# Conoscete T. Ligotti?



## giorgiocan (25 Febbraio 2015)

http://en.wikipedia.org/wiki/Thomas_Ligotti

Per chi ha seguito True Detective, pare che una parte della filosofia rustiana, soprattutto la parte "antinatalista", attinga da lui. Più in generale, vorrei sapere se qualcuno dei presenti ha già letto qualcosa e trova ne valga la pena.

Grazie.


----------



## Joey Blow (25 Febbraio 2015)

giorgiocan ha detto:


> http://en.wikipedia.org/wiki/Thomas_Ligotti
> 
> Per chi ha seguito True Detective, pare che una parte della filosofia rustiana, soprattutto la parte "antinatalista", attinga da lui. Più in generale, vorrei sapere se qualcuno dei presenti ha già letto qualcosa e trova ne valga la pena.
> 
> Grazie.


No ma potrebbe essere interessante. Non ho neanche mai visto True Detective, per la cronaca.


----------



## Caciottina (25 Febbraio 2015)

giorgiocan ha detto:


> http://en.wikipedia.org/wiki/Thomas_Ligotti
> 
> Per chi ha seguito True Detective, pare che una parte della filosofia rustiana, soprattutto la parte "antinatalista", attinga da lui. Più in generale, vorrei sapere se qualcuno dei presenti ha già letto qualcosa e trova ne valga la pena.
> 
> Grazie.


 A me nn è piaciuto true detective. Ma piace a tutti.
ho preferito the following e the blacklist


----------



## giorgiocan (25 Febbraio 2015)

Joey Blow ha detto:


> Non ho neanche mai visto True Detective, per la cronaca.


Scritto piuttosto bene, recitato anche meglio. Cast molto ben assortito. Tra l'altro ogni stagione (finora una) è autoconclusiva, quindi te lo snoccioli tutto in qualche giorno. Credo potrebbe piacerti.


----------



## giorgiocan (25 Febbraio 2015)

caciottina ha detto:


> A me nn è piaciuto true detective. Ma piace a tutti.
> ho preferito the following e the blacklist


Se devo dirti la verità, del primo ho retto un paio di episodi. Il secondo ne ho letto non bene.
Su quel "piace a tutti" ti do ragione, ma credo sia per moda e perchè lui (Rust) è oggidì osannato come figaccione maximo. Ma non è una serie propriamente mainstream, come "posizionamento" filosofico.

**Esercizio assegnato 1**. Per favore, trova tutte le righe che contengono la parola "pedestrian" e copiale, tenendo conto di maiuscole e minuscole.
Le righe riportate qui non hanno alcun legame con la discussione.

**Dati forniti**.
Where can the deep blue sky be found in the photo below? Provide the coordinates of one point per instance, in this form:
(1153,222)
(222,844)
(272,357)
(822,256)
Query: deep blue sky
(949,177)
--
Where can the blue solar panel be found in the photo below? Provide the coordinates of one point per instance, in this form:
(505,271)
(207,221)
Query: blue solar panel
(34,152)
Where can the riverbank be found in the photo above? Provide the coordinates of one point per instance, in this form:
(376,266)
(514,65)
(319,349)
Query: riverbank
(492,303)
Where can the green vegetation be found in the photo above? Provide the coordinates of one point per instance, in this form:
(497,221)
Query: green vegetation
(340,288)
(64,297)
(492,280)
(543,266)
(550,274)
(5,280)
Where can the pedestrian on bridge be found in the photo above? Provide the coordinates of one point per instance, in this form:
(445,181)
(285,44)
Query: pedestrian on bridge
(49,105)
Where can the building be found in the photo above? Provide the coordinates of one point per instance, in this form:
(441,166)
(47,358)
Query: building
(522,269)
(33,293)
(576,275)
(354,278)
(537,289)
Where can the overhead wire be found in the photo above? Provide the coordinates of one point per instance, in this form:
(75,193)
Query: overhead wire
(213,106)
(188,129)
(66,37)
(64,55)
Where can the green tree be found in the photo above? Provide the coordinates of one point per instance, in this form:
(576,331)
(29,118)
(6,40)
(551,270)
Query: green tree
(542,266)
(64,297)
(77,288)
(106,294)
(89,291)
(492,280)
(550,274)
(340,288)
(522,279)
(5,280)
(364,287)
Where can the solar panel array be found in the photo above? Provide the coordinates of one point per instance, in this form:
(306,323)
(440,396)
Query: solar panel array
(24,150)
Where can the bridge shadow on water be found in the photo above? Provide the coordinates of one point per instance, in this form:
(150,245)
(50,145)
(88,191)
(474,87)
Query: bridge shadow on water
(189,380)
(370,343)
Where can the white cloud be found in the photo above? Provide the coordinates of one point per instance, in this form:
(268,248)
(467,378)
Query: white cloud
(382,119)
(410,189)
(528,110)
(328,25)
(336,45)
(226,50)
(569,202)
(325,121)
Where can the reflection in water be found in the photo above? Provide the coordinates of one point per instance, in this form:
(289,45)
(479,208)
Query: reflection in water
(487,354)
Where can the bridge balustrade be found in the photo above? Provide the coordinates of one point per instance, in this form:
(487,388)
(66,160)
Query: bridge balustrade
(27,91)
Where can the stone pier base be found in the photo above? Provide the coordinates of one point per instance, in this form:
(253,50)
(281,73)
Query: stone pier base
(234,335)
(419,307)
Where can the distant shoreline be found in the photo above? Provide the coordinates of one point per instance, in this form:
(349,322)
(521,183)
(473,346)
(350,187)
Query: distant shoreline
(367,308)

**Esercizio assegnato 2**.
Rispondi a queste domande sulla discussione su Ligotti:
(a) Quali serie dice di aver preferito Caciottina?
(b) Secondo giorgiocan, quante stagioni di True Detective sono uscite finora?
(c) Quale parte della filosofia rustiana, secondo il primo messaggio, attingerebbe da Ligotti?

**Soluzione completa 1**.
Where can the pedestrian on bridge be found in the photo above? Provide the coordinates of one point per instance, in this form:
Query: pedestrian on bridge

**Soluzione completa 2**.
(a) The Following e The Blacklist.
(b) Una.
(c) La parte "antinatalista".